**TEXT SHOWN**
>> begin
WORLD SHIPBUILDING A MARKET POISED FOR RAPID TAKE-OFF AND SUSTAINED GROWTH

By James R. McCaul IMA Associates, Inc., Washington, D.C.

Editor's note: This article pertains to commercial shipbuilding. Details of the U.S.

Navy shipbuilding program, which includes the construction of 90 vessels and three major conversions over the next five years, are highlighted in Mr. McCaul's article, "Status Report on Navy Shipbuilding and Repair," in the Naval Technology & Shipbuilding supplement in this issue.

The past 15 years have been difficult times for many shipbuilders and marine equipment manufacturers.

Massive overbuilding of internationally trading ships in the early 1970s and dramatic structural changes in the flow of international trade combined to make a very depressed situation. Many marine firms throughout the world have been unable to weather this economic storm. This difficult period, however, is coming to an abrupt end. A business turnaround is occurring in major shipping sectors and aging ships present a massive fleet replacement requirement. In fact, as will be discussed below, the take-off in worldwide ship construction has already begun.

Ignoring usual short term cyclical movements, long term business conditions in the two major marine sectors— tankers and dry cargo shipping— have dramatically improved over the past several years.
>> end
**DIRECTIVE A**
Lay out each line of the collection entries as a row of a Markdown table with the columns "Row" and "Line". Number the rows and leave out any blank lines.

Collection entries
>> begin
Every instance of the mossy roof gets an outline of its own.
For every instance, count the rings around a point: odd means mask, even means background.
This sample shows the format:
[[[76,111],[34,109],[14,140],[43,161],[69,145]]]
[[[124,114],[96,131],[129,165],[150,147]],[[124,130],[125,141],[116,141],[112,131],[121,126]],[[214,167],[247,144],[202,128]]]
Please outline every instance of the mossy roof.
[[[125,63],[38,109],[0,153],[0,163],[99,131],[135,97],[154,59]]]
>> end
**DIRECTIVE B**
According to the shipbuilding article, what does the U.S. Navy shipbuilding program include over the next five years?

**CORRECT RESPONSE A**
| Row | Line |
|---|---|
| 1 | Every instance of the mossy roof gets an outline of its own. |
| 2 | For every instance, count the rings around a point: odd means mask, even means background. |
| 3 | This sample shows the format: |
| 4 | [[[76,111],[34,109],[14,140],[43,161],[69,145]]] |
| 5 | [[[124,114],[96,131],[129,165],[150,147]],[[124,130],[125,141],[116,141],[112,131],[121,126]],[[214,167],[247,144],[202,128]]] |
| 6 | Please outline every instance of the mossy roof. |
| 7 | [[[125,63],[38,109],[0,153],[0,163],[99,131],[135,97],[154,59]]] |

**CORRECT RESPONSE B**
The construction of 90 vessels and three major conversions.